Passage shown:
The Notebook Review forums were hosted by TechTarget, who shut down them down on January 31, 2022. This static read-only archive was pulled by NBR forum users between January 20 and January 31, 2022, in an effort to make sure that the valuable technical information that had been posted on the forums is preserved. For current discussions, many NBR forum users moved over to NotebookTalk.net after the shutdown.
Significantly more performant than the R9 290X using half the wattage. After looking at the R9 Nano kinda do want to ask the question, couldn't they make a cutdown version of it and place it in a laptop.
I am very curious as to the cost and actual performance of the R9 Nano.
We'll find out later. As the nano is being marketed for their quantum machine (and potentially other small form factor gaming machines like steam, etc.), it seems possible to release a cutdown version for mobile. At 175W, it is a small jump to get it mobile ready...
Tbh I think the people that don't have money burning holes in their pockets and aren't in dire need of a computer should wait 1 more year for 2016 for both Pascal and R9 400 series. Simply because of the huge die shrink of 28-16/14 nm nodes, which I'm willing to bet will have massive accompanying performance upgrades. Not to mention HBM2 etc. I think that will be the prime time to upgrade and get your moneys worth. Seems like we've been in 28nm for ages..
Sadly I've fallen into the chasm of the great eternal cash inferno, where I was bitten by the annual upgrade bug. A slave to its whims and desires, I have become.
Great to hear about the Nano TDP! AMD could obliterate NVIDIA in notebooks with their HBM, with it being so energy efficient and with 512GB/sec bandwidth. Now all they need to do is release it.
Well, the R9 M295X wasn't a bad move for AMD, it's just too little too late for what the GTX 900M series offers. I mean, no one in their right mind would go for the M295X when the 970M soundly beats it and costs the same/less. It's just a no-brainer.
Cost isn't the biggest issue, heat is. At 125W the M295X is hard to cool even in an 18.4" Alienware. Remember the furnace that was 880M? Yeah that was a 120W card, and the M295X has 5W extra TDP.
No, only GDDR5 is limited to 256-bit. HBM takes up much less space and as a result can go much wider. To get 256 GB/s on a 256-bit bus requires 8 GHz GDDR5, which doesn't even exist on desktop cards unless you overclock.

Supplied information:
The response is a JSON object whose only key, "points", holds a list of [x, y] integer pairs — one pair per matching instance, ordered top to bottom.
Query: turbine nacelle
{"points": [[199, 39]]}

Problem to solve: Carry on the forum thread about the R9 Nano and laptop graphics cards, picking up after its last post. Nothing in the data matters here.

Answer to the task:
Well, as much flak as the Alienware 15, the only other computer with the m295x, gets (and some of it is well deserved), it can cool the R9 m295x just fine. (Images courtesy of
notebookcheck)
78 C. Higher than Maxwell 2, but it's below 80 C.
I'm thinking Apple overclocked their R9 m295x too much (+127 MHz on Core, + 112 MHz on Memory). Combined with Apple's poor cooling solution to let thermal throttling happen, then end result is... horrific on their end.
Maybe the R9 m390x will do better, but that has yet to be seen.
To address this, I want to clear up confusion in this thread, mxm3.0B is a form factor interface. What is connected to it? Usually either a number of pcie 2.0 or 3.0 (in laptops it varies but most high end have 4+ lanes). The memory had its interface to the gpu. Most on this form factor are 256-bit for higher end cards (as of the last PUBLISHED spec more than 3 yrs ago, without knowing of other revisions). HBM has MUCH higher bandwidth between the memory and the GPU. This DOES NOT effect how much data can be sent over the pcie lanes UNTIL they are saturated and become a bottleneck. Just because a spec limits a specific part of a card DOES NOT mean it limits the pcie lane bandwidth!!! It's something that I've seen in this thread and others that I want to dispel! So HBM on mxm cards IS possible! Now, revisions on the spec may be needed so that they can sell it as an mxm3.0b card, but that is an issue of revising a standard, NOT a technical impairment!!!
enjoy!!!
You know, it is kind of those things like the eye can only see 30fps, that has a strong prevalence in the face of actual information or critical thinking haha
Keep at it. It's just like the lack of knowledge regarding TDP regulation on haswell CPUs, that drive people crazy thinking many different things.
I'll be honest, for the longest time I believed the eye can "only" register 30FPS myth having been proved wrong. Personally I've found that my sensitivity between 30FPS and 60FPS isn't that bad. I can play at 30FPS and not rage about how it's not 60FPS. It really has to drop down into the teens before I start to get annoyed.
Oh, there is always different preference for any fps. It's not that people get crazy or not, its just that it is very different to claim you can't see above/below something, compared to saying you don't mind certain fps ranges.
Now that I am gaming at 96hz, even 60fps seems like the bare minimum now haha. This doesn't mean I can't game 30fps. Some games just don't run well enough, specially on consoles and I still enjoy them. But if possible, I would always prefer higher fps, regardless of the game.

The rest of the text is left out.